- **JOB 1**:
In the heat exchanger forum thread, how long does jebatty's flat plate take to bring the 800 gallons of storage from 80 to 150-160?
- **JOB 2**:
In one to three sentences, explain why sparke chose to try a PEX heat exchanger, using the reasoning given in the heat exchanger forum thread.
- **JOB 3**:
Continue the heat exchanger forum thread from its last post.

Start of DOCUMENT TEXT

That said, I have always thought that the copper heat exchangers were often way oversized if there is a fair amount of convection going on near the tubing in the tank. If this is so then if might account for Eric not having problems with pex his installation. 

I would love to see a link to a reliable source that shows copper only having 3 times the conductivity of PEX.

Hugh


----------



## sparke (Mar 8, 2008)

Sciguy, 

I do not remember exactly where I read that. For sure on this site and possibly on "builditsolar". I know I have read it at least on 3 sites... I have studied so much on the net I could not possibly begin to tell you where I saw it. I saw cases where pex hex's failed miserably. In those cases the installer used the same amount of pex as they would have copper. Then I have come across success stories like EricJeeper. As you know, there is more involved then just the pex. There are flow rates, head pressure, friction losses, etc...
I made the decision to go for it and see if it works. If it does great I saved about $800. If not I lose about $200 and alot of time. Just look at it this way. If it fails I am taking one for the team  I think it it going to work fine.


----------



## jebatty (Mar 8, 2008)

I continue to have trouble understanding why the choice to go with a big coil hx when a flat plate for about 1/3 the cost can perform so well. I know an extra pump is needed, but pumps today are very economical. The flat plate 5 x 12 x 30 plate I use (pd $200) will load my 800 gallons of storage from 80 to 150-160 in about 6 hours, and at the low end and until storage input to hx reaches above about 130 can take all the heat my Tarm Solo Plus 40 can deliver without idling. 

What are the benefits of the coil hx over the flat plate?


----------



## EForest (Mar 8, 2008)

Jim,
Is your 800 gals open or pressurized?


----------



## sparke (Mar 8, 2008)

I want to maximize stratification.  If you explain how to do that with a plate hex and an un-pressurized system I would be very interested.


----------



## jebatty (Mar 8, 2008)

I am moving from unpressurized to pressurized. The boiler side is pressurized already. Storage will be soon, as I move to a 1000 gal LP tank.

My plate hx feeds hot water into the top and draws cold water out of the bottom of the tank, which should result in about as much stratification as one can get. I intend to do the same with the pressurized LP tank.

End of DOCUMENT TEXT
Start of MATERIAL

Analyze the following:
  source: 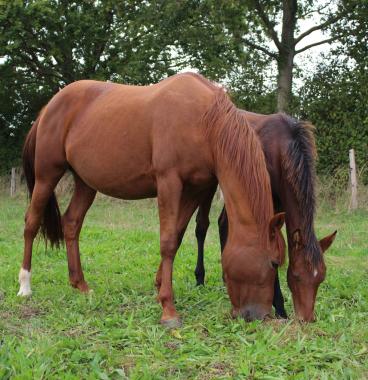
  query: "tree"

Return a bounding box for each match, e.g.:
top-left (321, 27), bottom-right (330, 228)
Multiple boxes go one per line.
top-left (160, 0), bottom-right (355, 111)
top-left (0, 0), bottom-right (177, 170)
top-left (300, 2), bottom-right (368, 183)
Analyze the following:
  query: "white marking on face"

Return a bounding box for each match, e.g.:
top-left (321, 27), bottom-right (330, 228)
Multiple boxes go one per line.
top-left (18, 268), bottom-right (32, 297)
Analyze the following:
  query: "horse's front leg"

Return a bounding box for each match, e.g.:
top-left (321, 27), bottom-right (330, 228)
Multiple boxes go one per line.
top-left (156, 173), bottom-right (199, 327)
top-left (194, 184), bottom-right (217, 285)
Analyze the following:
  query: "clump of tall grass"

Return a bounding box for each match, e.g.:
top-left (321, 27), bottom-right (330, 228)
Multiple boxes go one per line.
top-left (317, 166), bottom-right (368, 212)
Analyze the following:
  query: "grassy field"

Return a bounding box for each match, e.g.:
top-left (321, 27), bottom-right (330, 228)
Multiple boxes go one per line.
top-left (0, 193), bottom-right (368, 380)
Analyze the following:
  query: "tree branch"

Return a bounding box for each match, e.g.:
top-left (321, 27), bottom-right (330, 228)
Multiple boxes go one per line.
top-left (241, 38), bottom-right (277, 59)
top-left (254, 0), bottom-right (281, 49)
top-left (295, 36), bottom-right (341, 55)
top-left (295, 11), bottom-right (347, 45)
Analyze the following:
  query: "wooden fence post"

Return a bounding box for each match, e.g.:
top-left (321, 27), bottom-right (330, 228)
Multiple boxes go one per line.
top-left (10, 168), bottom-right (17, 197)
top-left (349, 149), bottom-right (358, 210)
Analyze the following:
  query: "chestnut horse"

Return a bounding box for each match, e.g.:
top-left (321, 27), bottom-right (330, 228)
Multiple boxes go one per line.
top-left (195, 111), bottom-right (336, 321)
top-left (18, 74), bottom-right (285, 326)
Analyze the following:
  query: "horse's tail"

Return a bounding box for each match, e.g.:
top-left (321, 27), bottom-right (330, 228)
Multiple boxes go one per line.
top-left (22, 113), bottom-right (64, 247)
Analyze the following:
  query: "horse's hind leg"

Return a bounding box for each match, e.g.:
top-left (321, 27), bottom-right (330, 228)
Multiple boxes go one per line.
top-left (18, 170), bottom-right (64, 296)
top-left (62, 175), bottom-right (96, 292)
top-left (194, 185), bottom-right (217, 286)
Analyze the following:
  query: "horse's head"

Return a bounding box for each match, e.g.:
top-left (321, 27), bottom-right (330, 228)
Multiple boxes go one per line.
top-left (222, 213), bottom-right (285, 321)
top-left (287, 230), bottom-right (337, 322)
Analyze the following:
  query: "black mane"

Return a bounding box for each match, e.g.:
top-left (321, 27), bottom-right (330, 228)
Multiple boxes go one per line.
top-left (282, 115), bottom-right (322, 267)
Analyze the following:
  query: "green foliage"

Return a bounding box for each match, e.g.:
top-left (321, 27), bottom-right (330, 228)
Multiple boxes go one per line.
top-left (0, 197), bottom-right (368, 380)
top-left (0, 0), bottom-right (177, 172)
top-left (301, 1), bottom-right (368, 183)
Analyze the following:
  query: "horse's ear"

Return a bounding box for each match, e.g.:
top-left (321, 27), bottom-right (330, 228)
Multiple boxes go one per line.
top-left (270, 212), bottom-right (285, 236)
top-left (319, 231), bottom-right (337, 253)
top-left (291, 228), bottom-right (302, 250)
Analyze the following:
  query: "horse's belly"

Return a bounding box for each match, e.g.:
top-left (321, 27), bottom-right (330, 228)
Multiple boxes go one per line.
top-left (89, 171), bottom-right (157, 199)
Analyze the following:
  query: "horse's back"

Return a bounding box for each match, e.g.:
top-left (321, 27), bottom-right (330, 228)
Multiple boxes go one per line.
top-left (35, 75), bottom-right (213, 198)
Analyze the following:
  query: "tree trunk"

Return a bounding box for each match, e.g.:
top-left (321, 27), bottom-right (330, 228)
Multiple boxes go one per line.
top-left (277, 0), bottom-right (298, 112)
top-left (277, 51), bottom-right (294, 112)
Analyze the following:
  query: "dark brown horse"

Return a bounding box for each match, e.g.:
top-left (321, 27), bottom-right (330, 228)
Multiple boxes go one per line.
top-left (19, 75), bottom-right (285, 326)
top-left (195, 111), bottom-right (336, 321)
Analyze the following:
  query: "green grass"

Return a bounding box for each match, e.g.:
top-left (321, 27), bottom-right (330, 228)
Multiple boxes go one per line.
top-left (0, 197), bottom-right (368, 380)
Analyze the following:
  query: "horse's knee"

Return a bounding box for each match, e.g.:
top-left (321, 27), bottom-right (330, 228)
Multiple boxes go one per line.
top-left (160, 238), bottom-right (178, 257)
top-left (23, 214), bottom-right (40, 240)
top-left (62, 215), bottom-right (79, 241)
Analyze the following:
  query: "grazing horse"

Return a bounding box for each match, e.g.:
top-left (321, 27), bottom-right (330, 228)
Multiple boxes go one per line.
top-left (18, 74), bottom-right (285, 326)
top-left (195, 111), bottom-right (336, 322)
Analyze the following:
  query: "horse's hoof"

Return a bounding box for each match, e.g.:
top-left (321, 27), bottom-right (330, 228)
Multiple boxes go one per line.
top-left (70, 281), bottom-right (91, 294)
top-left (17, 288), bottom-right (32, 297)
top-left (160, 317), bottom-right (183, 329)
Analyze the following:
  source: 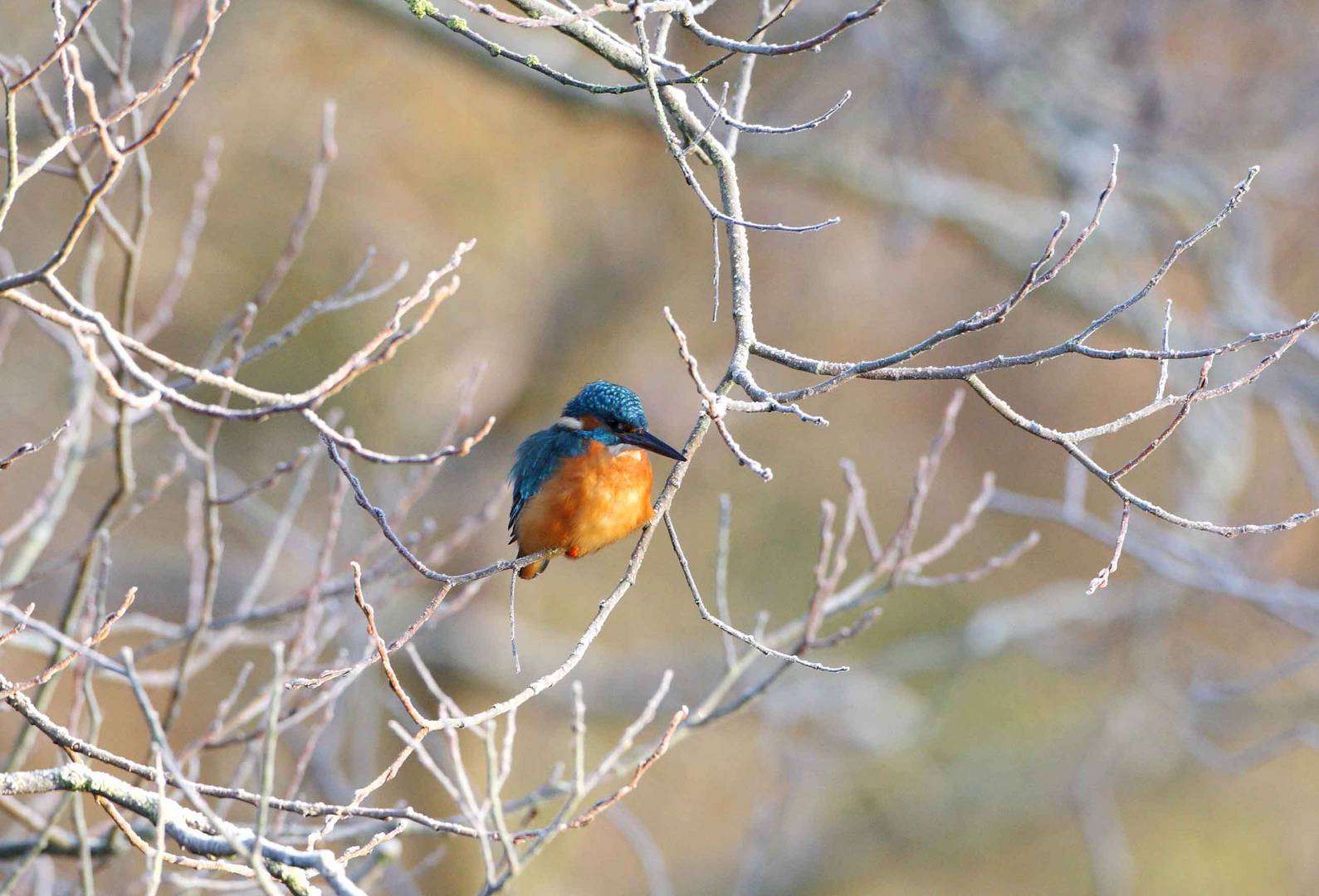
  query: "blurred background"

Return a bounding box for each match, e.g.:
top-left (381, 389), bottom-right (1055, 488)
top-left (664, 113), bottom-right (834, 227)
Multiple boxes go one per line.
top-left (0, 0), bottom-right (1319, 894)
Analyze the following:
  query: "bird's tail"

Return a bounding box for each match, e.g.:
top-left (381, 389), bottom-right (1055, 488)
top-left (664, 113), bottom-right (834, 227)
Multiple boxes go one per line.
top-left (517, 555), bottom-right (550, 578)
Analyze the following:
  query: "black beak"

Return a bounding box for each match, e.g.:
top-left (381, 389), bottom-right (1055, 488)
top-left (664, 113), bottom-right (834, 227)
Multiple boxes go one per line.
top-left (618, 430), bottom-right (687, 460)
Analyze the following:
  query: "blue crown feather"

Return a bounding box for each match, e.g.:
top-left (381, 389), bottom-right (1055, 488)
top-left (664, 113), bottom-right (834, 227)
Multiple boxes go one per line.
top-left (508, 379), bottom-right (647, 542)
top-left (564, 379), bottom-right (647, 430)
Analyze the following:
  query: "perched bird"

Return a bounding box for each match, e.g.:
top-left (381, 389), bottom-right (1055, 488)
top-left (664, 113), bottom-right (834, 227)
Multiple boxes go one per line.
top-left (508, 379), bottom-right (687, 578)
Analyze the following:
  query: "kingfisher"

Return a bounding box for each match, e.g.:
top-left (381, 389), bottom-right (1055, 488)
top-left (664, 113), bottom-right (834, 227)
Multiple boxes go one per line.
top-left (508, 379), bottom-right (687, 578)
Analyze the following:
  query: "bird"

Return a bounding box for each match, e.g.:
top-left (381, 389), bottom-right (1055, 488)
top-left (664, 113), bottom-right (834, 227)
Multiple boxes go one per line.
top-left (508, 379), bottom-right (687, 578)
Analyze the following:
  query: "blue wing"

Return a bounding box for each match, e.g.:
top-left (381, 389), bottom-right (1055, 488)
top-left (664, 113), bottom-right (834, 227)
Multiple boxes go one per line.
top-left (508, 427), bottom-right (586, 542)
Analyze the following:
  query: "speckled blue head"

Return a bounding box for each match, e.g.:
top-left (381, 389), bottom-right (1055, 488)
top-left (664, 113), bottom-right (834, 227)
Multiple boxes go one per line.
top-left (508, 379), bottom-right (686, 540)
top-left (564, 379), bottom-right (647, 430)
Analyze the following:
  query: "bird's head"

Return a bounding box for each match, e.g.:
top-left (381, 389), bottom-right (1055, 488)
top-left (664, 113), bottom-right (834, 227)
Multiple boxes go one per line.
top-left (558, 379), bottom-right (687, 460)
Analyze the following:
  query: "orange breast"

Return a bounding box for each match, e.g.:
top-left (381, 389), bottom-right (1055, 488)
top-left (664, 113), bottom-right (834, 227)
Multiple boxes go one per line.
top-left (517, 440), bottom-right (654, 558)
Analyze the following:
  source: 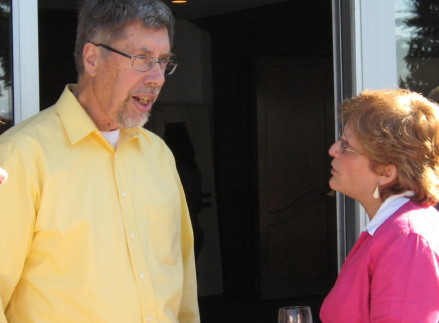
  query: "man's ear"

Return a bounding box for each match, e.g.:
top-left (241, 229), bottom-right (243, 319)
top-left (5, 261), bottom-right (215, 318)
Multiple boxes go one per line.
top-left (380, 164), bottom-right (398, 185)
top-left (82, 43), bottom-right (99, 76)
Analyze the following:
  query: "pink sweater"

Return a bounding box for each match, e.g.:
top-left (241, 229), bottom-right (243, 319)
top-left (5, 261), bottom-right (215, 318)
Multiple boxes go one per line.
top-left (320, 202), bottom-right (439, 323)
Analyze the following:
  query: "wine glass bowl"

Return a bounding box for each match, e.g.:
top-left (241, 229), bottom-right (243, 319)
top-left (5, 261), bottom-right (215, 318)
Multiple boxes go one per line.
top-left (277, 306), bottom-right (313, 323)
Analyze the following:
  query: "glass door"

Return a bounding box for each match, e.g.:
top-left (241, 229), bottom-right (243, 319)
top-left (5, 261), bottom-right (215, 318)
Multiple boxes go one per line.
top-left (0, 0), bottom-right (14, 134)
top-left (11, 0), bottom-right (40, 124)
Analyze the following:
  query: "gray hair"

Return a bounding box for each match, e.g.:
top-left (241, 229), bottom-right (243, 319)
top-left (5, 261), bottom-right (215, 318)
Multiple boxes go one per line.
top-left (74, 0), bottom-right (175, 74)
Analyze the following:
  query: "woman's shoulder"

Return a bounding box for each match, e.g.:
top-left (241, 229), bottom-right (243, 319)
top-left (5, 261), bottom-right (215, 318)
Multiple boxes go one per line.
top-left (377, 202), bottom-right (439, 251)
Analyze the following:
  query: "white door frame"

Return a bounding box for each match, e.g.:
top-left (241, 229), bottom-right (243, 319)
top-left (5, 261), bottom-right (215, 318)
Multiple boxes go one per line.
top-left (332, 0), bottom-right (397, 268)
top-left (12, 0), bottom-right (40, 124)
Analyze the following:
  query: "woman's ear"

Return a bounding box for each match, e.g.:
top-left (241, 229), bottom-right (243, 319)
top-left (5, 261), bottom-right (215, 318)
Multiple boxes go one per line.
top-left (380, 164), bottom-right (398, 185)
top-left (82, 43), bottom-right (99, 76)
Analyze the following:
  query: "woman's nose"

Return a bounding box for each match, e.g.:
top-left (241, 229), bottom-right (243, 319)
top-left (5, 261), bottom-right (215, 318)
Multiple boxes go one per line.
top-left (328, 141), bottom-right (340, 157)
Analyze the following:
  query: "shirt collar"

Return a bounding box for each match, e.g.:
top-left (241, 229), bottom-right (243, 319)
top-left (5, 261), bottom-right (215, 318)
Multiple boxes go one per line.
top-left (365, 191), bottom-right (414, 235)
top-left (56, 84), bottom-right (98, 145)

End of MATERIAL

- **RESULT 1**:
About 6 hours.

- **RESULT 2**:
If the PEX heat exchanger works, sparke saves about $800. If it fails, the loss is only about $200 and a lot of time, and sparke thinks it will work fine.

- **RESULT 3**:
----------



## EForest (Mar 9, 2008)

Jim,
Have you thought about welding a tankless DHW coil such as you get with an oil boiler into you propane tank?
Just something I'm thinking about.

Ed


----------



## sparke (Mar 9, 2008)

Jebatty, Do you use dip tubes?  Turbulence in the tank?


----------



## jebatty (Mar 9, 2008)

gasifierwanabee said:
			
		

> Have you thought about welding a tankless DHW coil such as you get with an oil boiler into you propane tank?


Have not because don't currently heat DHW with the boiler, but will consider in the future. I'm finishing my first season with the Tarm. I'm waiting for the LP tank to be delivered, and I'm not sure of the maximum opening into the tank that could be used to insert a coil. What do you suggest?



			
				sparke said:
			
		

> Jebatty, Do you use dip tubes?  Turbulence in the tank?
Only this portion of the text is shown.